=== SERIE DI ESERCIZI ===
a - Rispondi a queste domande sul testo sui narratori:
(i) Quanti narratori ci sono?
(ii) Chi è l'alter ego che ogni tanto si insinua nel diario?
(iii) In quale situazione interviene il Narratore?
b - Cita dal testo sui narratori il passo che si apre con le parole contenenti "Terza notazione. Non" e si chiude con "non è altro.".

=== TESTO DEL DOCUMENTO ===
______

Terza notazione. Non c’è un solo narratore. Ce ne sono tre a volte qualcuno si perdesse per strada. Il personaggio principale Simone Simonini di cui parleremo fra poco, l’alter ego l’abate Dalla Piccola che si insinua ogni tanto nel suo diario e, infine, il Narratore, quando la situazione degli eventi trascritta da Simonini si fa “arruffata”. E siccome la narrazione degli eventi si fa spesso “arruffata”, al Narratore non pare il vero di intervenire per dire la sua, gli si annebbiasse la vista curioso che non è altro.

______

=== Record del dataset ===

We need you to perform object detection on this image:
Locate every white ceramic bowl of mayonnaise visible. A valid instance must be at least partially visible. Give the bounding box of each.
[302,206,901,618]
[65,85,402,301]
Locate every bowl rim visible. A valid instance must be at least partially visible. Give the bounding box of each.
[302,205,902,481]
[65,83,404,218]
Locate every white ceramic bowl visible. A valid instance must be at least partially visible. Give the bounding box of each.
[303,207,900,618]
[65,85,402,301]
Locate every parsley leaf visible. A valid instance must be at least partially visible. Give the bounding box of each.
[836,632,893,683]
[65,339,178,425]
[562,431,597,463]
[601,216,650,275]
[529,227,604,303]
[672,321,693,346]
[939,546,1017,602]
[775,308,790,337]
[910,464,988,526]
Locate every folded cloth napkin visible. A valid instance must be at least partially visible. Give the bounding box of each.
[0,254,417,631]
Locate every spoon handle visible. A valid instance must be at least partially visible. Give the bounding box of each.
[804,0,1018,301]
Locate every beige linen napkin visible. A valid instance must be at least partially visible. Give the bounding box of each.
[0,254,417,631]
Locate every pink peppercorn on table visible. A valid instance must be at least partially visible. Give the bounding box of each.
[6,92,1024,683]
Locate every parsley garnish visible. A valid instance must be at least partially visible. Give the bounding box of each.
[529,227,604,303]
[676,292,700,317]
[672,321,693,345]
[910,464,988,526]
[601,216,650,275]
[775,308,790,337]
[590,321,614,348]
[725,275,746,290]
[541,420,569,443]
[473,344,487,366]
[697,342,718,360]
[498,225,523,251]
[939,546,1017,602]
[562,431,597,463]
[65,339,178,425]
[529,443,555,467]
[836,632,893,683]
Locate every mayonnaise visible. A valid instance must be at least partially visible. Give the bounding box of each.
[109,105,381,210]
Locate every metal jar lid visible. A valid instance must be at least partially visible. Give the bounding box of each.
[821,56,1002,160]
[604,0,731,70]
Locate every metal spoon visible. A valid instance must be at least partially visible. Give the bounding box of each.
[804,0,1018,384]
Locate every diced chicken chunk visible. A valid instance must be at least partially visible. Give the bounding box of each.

______

=== RISPOSTE IN ORDINE ===
a -
(i) Tre.
(ii) L'abate Dalla Piccola.
(iii) Quando la situazione degli eventi trascritta da Simonini si fa "arruffata".

b -
Terza notazione. Non c’è un solo narratore. Ce ne sono tre a volte qualcuno si perdesse per strada. Il personaggio principale Simone Simonini di cui parleremo fra poco, l’alter ego l’abate Dalla Piccola che si insinua ogni tanto nel suo diario e, infine, il Narratore, quando la situazione degli eventi trascritta da Simonini si fa “arruffata”. E siccome la narrazione degli eventi si fa spesso “arruffata”, al Narratore non pare il vero di intervenire per dire la sua, gli si annebbiasse la vista curioso che non è altro.